The person who found themselves in a moment convinced they were destined to take up DJing after attending a mod night at a Canadian nightclub where they played Northern soul and Britpop. Likewise one London reveller bigging up a party crew that usually played gabber for dropping a Black Twang track at their multi-rigger free party.
Inspiration Rules the Nation
A voice note submission with a New Zealand twang recounts how seeing Storm DJ changed her outlook on gender norms in the drum ‘n’ bass scene. Insider info on my part sites them as an awe-inspiring DJ to this day, so this Club Love experience was definitely some certified ish.
Tech House Is Still the Butt Of All Jokes (and Here’s Why That’s a Good Thing).
“The local DJ started playing and it was such bad tech house that I threw up on the dancefloor”. Nuff said eh lads (and by “lads” I mean everyone).
Honourable Mentions for Club Love Moments:
Induced vomiting, running afoul of an MDMA sniffing Rolf Harris impersonator, being abducted by aliens (and later “waking up in a hospital not a space ship”). Meeting a bloke in his mid 40s who’d gone out for “one last belter” before he left to protect container ships from Somali pirates. Jeremiah’s sex jams causing dancefloor excitement to the point of everyone “grinding pretty heavily on each other”. One reveller who said they “began to feel like I needed to start dancing again after hearing my friend talk about Matisse for five minutes with a homeless man” and the voice note where the gurning driver was declared to be “safe” as he’d “been on the cover of Land Rover magazine.” The driver then apparently started blowing raspberries out the window at the car besides them.

_Data supplied_:
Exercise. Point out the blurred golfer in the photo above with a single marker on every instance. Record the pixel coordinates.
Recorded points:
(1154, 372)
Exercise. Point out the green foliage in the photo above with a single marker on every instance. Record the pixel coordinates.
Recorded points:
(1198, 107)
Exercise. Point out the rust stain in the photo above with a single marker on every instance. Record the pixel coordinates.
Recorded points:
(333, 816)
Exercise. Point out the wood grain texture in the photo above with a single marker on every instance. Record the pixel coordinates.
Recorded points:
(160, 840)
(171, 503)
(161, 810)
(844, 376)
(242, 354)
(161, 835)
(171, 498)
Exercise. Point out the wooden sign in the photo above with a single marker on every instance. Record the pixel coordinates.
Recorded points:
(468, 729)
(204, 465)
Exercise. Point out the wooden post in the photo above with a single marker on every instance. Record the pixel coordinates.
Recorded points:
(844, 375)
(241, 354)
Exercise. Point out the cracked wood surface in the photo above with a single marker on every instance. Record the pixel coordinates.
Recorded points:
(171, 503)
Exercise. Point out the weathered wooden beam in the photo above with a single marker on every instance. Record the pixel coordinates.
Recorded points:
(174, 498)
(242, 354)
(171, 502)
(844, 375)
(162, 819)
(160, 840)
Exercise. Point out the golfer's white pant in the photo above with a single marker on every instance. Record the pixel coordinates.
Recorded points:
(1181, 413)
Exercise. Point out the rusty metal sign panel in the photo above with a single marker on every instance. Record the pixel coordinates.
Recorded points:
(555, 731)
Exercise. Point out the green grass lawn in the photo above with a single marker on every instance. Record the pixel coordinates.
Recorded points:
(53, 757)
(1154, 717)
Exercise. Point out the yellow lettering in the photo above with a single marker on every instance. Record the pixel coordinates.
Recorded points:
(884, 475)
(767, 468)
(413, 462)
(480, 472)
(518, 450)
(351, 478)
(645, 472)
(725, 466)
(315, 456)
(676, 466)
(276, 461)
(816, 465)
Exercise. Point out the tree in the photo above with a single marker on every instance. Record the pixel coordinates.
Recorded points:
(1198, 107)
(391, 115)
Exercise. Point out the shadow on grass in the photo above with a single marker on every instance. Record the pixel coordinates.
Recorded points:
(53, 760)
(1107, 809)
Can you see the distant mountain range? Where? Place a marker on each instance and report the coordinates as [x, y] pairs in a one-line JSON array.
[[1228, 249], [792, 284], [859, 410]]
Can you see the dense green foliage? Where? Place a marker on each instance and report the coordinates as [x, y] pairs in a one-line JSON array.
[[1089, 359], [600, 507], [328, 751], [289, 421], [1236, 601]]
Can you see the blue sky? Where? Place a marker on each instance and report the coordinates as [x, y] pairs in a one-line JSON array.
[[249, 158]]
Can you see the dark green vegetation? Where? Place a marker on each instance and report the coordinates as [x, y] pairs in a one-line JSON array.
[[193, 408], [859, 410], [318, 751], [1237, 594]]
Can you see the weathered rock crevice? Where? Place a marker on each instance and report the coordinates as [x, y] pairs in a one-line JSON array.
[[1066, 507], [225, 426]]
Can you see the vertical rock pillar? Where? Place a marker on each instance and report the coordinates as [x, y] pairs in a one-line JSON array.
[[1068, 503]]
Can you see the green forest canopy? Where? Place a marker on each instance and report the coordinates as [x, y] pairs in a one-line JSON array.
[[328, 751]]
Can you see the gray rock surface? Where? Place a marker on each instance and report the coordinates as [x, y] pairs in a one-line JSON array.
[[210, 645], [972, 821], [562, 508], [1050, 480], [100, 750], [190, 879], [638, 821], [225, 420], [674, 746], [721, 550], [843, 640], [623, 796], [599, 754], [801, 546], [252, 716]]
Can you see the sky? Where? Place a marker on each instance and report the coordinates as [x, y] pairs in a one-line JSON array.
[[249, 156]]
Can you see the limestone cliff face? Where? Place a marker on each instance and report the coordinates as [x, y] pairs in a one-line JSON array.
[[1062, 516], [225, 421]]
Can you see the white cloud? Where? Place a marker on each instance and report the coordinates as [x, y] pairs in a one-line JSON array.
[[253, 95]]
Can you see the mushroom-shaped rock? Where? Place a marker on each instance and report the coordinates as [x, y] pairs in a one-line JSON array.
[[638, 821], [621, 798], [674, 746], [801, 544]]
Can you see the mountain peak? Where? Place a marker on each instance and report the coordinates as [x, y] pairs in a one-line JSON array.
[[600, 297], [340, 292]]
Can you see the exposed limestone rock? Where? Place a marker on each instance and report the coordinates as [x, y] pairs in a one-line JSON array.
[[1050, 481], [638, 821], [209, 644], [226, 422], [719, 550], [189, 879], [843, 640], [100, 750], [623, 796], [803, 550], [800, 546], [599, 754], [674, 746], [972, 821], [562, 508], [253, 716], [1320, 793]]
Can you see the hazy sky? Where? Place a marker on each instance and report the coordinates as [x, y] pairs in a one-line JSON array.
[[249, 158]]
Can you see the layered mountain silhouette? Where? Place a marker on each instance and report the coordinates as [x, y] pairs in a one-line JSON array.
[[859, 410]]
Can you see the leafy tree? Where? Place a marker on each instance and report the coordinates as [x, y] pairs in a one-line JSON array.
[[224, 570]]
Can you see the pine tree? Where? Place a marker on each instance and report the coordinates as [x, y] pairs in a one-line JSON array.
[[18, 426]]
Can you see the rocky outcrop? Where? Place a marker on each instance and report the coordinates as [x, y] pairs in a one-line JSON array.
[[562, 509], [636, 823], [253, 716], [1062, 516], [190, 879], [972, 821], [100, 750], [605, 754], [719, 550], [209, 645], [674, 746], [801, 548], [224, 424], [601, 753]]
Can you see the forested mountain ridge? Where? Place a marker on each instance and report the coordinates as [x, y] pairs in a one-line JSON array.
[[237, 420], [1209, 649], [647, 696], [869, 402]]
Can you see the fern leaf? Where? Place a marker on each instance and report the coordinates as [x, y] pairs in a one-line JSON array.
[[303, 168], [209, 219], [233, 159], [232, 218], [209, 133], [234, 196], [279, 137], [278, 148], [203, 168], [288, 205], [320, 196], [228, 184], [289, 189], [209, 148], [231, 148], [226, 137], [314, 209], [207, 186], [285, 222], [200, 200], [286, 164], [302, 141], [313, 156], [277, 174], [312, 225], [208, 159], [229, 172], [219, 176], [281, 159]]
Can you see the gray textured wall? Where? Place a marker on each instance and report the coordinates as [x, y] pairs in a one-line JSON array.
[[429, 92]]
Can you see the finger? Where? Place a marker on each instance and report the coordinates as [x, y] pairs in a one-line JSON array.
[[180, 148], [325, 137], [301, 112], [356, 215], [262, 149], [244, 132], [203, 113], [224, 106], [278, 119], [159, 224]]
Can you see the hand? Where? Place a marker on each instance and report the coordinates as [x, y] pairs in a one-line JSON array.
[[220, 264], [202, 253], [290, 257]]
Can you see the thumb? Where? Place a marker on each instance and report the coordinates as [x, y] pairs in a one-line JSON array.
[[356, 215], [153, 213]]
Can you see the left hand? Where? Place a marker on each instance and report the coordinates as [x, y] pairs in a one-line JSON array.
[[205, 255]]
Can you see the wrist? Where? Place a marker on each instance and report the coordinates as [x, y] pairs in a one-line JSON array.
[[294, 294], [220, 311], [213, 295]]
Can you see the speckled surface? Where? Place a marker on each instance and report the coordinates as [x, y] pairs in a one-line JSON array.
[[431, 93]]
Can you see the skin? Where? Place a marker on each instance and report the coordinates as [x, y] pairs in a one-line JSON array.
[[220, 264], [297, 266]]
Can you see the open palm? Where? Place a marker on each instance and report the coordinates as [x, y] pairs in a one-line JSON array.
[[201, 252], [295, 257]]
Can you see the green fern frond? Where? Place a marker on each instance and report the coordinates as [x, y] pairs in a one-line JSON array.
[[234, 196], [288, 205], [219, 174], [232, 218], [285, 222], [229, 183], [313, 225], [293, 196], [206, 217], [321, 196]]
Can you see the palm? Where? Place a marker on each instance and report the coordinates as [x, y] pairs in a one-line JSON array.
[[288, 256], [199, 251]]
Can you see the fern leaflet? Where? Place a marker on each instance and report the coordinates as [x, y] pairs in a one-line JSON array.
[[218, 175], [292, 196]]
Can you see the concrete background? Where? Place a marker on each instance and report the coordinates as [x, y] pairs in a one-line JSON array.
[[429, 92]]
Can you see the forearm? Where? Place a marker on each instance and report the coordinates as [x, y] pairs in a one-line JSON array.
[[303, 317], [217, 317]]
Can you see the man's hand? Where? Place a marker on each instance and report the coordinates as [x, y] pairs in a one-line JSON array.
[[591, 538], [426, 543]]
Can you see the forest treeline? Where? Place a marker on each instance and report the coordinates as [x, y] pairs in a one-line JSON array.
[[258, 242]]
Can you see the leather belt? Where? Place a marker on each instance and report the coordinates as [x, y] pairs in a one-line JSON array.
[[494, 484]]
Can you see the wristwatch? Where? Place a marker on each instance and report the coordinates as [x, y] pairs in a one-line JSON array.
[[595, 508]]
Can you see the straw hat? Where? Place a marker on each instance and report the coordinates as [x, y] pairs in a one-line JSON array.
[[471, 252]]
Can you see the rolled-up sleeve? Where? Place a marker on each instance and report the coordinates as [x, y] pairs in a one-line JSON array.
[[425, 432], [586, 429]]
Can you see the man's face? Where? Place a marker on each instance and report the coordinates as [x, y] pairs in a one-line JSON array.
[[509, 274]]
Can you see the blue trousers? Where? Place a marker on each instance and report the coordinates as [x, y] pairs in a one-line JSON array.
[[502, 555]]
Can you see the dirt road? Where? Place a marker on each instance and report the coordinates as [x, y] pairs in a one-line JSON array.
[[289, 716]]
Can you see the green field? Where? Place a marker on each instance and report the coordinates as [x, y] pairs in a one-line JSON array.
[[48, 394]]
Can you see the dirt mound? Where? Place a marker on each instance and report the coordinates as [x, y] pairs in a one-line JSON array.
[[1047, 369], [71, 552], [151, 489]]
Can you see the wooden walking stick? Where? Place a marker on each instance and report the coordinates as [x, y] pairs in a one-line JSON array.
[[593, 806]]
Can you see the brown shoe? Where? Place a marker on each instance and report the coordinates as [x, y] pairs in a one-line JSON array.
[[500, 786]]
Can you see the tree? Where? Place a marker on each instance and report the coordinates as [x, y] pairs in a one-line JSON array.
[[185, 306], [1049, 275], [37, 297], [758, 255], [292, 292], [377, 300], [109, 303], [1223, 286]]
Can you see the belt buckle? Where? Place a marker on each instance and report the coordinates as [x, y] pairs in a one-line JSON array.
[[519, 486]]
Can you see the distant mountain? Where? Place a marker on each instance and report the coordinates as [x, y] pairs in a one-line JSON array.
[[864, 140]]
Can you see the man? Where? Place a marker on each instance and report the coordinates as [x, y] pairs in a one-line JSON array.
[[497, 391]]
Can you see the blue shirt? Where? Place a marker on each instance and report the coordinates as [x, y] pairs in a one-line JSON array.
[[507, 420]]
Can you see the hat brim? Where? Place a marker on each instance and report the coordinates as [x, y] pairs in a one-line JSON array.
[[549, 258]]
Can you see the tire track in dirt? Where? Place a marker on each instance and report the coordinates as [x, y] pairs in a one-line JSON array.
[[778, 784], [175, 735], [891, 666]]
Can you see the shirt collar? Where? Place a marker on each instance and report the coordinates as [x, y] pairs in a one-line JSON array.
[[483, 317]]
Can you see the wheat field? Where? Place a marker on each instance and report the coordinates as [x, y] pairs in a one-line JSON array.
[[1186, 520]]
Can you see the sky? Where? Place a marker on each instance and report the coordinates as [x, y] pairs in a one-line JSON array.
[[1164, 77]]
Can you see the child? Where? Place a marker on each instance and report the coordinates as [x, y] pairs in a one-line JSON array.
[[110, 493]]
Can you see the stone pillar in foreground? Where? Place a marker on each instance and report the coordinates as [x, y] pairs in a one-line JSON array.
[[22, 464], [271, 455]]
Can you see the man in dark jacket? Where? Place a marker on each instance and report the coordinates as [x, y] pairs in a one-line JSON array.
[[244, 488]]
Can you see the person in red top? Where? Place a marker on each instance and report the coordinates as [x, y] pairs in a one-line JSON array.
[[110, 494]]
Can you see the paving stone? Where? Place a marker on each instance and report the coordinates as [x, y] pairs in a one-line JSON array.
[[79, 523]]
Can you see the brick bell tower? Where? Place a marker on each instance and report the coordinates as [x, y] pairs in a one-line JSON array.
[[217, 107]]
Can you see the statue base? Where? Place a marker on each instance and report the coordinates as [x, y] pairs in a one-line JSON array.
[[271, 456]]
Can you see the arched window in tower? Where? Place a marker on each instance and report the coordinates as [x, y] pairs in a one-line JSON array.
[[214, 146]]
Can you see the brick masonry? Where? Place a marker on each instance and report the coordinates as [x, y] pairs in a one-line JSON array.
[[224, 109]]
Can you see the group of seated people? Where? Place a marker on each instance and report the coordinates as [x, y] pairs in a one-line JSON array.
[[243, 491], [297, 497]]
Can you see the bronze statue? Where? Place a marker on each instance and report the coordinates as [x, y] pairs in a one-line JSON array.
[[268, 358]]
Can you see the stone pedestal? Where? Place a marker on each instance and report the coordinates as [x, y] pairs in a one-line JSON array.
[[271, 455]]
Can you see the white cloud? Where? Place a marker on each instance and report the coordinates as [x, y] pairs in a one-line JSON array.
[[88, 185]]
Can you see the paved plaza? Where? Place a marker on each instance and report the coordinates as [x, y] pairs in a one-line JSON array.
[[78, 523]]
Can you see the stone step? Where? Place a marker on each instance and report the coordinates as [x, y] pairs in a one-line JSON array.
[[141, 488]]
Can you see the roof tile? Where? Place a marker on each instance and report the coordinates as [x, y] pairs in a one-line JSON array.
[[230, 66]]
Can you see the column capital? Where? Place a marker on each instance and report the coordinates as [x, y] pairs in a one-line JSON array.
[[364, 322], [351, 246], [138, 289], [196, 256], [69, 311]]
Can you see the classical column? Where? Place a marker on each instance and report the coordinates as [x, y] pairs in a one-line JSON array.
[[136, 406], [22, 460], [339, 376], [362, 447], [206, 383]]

_Task details_: Resume the article on readers' Club Love nightclub stories, starting right after its final sentence about the driver blowing raspberries.

_Solved problem_:
At one night the saxophonist appeared to accompany the DJ, to which the contributor added “more of this in the club please” (I disagree heavily). And last but not least “the time from poured a vial of real human tears he had some how procured in Amsterdam over my head whilst DJ Harvey banged out some acid house in Melkweg”
Club Love is out now on Local Action.
Visit club-love.uk and tell Sim Hutchins your story.
Buy the record here.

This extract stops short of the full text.